***** Records for the task

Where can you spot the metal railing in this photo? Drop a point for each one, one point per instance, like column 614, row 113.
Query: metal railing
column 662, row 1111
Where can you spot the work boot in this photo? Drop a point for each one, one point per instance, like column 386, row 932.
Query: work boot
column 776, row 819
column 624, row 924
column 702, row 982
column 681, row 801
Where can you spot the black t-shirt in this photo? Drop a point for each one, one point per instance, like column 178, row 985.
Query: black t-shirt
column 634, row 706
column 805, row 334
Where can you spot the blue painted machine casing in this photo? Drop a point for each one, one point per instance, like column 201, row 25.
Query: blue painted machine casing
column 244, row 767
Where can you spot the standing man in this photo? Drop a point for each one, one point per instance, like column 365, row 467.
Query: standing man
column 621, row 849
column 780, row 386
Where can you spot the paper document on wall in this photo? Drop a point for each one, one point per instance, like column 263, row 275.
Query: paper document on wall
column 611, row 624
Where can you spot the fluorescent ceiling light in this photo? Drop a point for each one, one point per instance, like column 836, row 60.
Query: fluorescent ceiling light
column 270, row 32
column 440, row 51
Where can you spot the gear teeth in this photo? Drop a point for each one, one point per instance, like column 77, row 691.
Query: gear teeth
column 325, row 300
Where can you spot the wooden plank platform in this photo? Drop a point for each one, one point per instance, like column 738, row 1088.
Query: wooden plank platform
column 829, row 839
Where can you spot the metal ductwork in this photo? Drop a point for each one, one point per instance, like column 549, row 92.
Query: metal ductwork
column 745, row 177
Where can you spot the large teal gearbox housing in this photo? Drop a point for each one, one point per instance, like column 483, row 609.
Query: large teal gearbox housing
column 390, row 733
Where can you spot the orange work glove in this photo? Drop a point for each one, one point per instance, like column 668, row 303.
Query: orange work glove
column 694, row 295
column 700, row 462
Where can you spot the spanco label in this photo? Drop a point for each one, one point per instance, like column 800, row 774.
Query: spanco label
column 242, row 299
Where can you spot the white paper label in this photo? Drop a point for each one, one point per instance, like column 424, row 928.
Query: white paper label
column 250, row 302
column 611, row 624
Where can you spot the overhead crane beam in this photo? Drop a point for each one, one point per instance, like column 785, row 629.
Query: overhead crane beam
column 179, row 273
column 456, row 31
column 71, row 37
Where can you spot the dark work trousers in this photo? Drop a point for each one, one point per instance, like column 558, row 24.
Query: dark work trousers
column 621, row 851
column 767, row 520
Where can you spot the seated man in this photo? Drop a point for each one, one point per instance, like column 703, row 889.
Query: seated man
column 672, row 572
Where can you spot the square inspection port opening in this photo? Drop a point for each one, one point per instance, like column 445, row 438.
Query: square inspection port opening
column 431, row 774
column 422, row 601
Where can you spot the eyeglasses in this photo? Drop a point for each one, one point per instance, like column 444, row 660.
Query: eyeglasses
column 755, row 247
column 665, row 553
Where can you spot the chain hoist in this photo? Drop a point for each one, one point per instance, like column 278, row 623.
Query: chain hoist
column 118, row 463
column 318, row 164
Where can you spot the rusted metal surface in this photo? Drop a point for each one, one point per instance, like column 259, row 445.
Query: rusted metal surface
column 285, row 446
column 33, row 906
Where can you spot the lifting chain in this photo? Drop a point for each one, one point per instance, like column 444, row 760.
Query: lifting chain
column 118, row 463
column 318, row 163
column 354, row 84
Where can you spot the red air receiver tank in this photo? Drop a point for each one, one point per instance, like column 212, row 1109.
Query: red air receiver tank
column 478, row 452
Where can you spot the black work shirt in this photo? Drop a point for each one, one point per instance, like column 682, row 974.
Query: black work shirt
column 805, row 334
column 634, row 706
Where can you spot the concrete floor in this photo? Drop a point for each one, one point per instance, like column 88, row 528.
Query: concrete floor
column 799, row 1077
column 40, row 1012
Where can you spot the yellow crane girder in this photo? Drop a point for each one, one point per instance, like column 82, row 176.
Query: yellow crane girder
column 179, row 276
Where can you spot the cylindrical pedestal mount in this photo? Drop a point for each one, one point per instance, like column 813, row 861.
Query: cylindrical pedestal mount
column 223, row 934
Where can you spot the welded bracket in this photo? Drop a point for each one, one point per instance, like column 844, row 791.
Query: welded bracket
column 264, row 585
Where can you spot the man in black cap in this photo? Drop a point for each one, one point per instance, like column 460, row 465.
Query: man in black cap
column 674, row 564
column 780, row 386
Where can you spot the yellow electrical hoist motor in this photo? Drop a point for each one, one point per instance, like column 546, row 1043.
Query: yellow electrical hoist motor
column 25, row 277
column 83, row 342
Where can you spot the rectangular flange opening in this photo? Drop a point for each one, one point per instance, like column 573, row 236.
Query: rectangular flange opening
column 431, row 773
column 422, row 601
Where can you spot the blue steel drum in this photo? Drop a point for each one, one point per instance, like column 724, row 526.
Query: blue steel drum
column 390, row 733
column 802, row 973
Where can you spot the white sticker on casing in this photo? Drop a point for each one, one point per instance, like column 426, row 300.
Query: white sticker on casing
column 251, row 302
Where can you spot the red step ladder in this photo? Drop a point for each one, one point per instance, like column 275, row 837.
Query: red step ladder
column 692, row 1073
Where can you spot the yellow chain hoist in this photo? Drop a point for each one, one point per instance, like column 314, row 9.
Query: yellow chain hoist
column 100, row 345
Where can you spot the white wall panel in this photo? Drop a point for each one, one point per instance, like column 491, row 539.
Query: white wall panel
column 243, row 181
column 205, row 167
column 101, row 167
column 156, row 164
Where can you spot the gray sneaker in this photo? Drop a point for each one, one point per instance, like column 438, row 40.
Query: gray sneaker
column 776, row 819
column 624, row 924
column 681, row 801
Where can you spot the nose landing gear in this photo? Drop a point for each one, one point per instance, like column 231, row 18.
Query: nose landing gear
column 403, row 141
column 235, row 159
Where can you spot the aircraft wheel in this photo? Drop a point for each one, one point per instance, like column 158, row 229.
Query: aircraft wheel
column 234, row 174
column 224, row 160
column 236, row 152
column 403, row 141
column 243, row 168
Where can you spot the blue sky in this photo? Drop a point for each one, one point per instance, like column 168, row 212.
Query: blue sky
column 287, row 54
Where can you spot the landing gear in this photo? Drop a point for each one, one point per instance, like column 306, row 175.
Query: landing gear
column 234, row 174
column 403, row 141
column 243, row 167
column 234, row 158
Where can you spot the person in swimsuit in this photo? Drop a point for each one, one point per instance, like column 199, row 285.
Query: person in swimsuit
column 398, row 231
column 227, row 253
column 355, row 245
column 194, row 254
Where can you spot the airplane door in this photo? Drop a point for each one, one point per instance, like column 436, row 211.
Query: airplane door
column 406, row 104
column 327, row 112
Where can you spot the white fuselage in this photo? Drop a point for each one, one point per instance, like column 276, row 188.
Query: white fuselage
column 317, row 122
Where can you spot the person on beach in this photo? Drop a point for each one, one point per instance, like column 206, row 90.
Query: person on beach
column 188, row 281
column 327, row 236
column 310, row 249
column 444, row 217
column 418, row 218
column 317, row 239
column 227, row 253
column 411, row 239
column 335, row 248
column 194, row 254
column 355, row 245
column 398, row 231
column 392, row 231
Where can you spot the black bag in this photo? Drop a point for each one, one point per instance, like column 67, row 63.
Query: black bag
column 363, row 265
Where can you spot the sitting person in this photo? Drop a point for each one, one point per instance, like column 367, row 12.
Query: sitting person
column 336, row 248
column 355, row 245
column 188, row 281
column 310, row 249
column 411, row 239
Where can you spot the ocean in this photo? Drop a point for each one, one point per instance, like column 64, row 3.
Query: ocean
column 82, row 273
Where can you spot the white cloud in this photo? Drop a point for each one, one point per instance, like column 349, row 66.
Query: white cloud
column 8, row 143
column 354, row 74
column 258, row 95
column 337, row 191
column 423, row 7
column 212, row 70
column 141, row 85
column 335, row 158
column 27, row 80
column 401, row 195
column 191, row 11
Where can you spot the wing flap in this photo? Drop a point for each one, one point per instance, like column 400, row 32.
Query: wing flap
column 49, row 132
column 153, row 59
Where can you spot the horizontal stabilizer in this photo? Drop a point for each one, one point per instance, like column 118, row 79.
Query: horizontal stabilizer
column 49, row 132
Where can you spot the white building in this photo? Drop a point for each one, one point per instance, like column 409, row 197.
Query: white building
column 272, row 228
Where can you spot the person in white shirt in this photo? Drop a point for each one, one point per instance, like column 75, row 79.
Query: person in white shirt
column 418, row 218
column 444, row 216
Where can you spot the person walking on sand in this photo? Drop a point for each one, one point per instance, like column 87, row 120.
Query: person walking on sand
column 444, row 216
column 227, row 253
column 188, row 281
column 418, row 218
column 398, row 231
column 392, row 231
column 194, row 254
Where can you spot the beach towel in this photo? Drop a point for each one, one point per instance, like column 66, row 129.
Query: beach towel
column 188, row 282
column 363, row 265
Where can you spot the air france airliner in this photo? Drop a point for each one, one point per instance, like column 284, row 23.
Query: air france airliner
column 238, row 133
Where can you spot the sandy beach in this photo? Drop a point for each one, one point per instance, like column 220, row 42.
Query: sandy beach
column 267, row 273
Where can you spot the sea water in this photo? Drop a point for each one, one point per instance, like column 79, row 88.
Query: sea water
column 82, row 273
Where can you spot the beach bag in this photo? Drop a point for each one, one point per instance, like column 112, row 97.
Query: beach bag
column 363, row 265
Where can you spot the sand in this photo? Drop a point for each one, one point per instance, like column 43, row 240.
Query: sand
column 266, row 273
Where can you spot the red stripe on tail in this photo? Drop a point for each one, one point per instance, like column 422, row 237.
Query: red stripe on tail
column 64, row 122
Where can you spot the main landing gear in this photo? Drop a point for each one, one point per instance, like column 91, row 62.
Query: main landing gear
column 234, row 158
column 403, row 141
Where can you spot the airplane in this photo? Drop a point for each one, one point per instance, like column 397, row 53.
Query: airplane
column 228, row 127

**********

Transcribe the material above verbatim, from the line with "Where can you spot the white paper" up to and including the line with "column 71, row 37".

**Written solution:**
Where can you spot the white paper label in this photo? Drop a point for each one, one point per instance, like column 424, row 928.
Query: white paper label
column 250, row 302
column 611, row 624
Where can you spot the overhead crane beam in this photo? Drop a point for each one, one point per instance, like column 785, row 629.
Query: overhead crane beam
column 179, row 273
column 456, row 31
column 71, row 37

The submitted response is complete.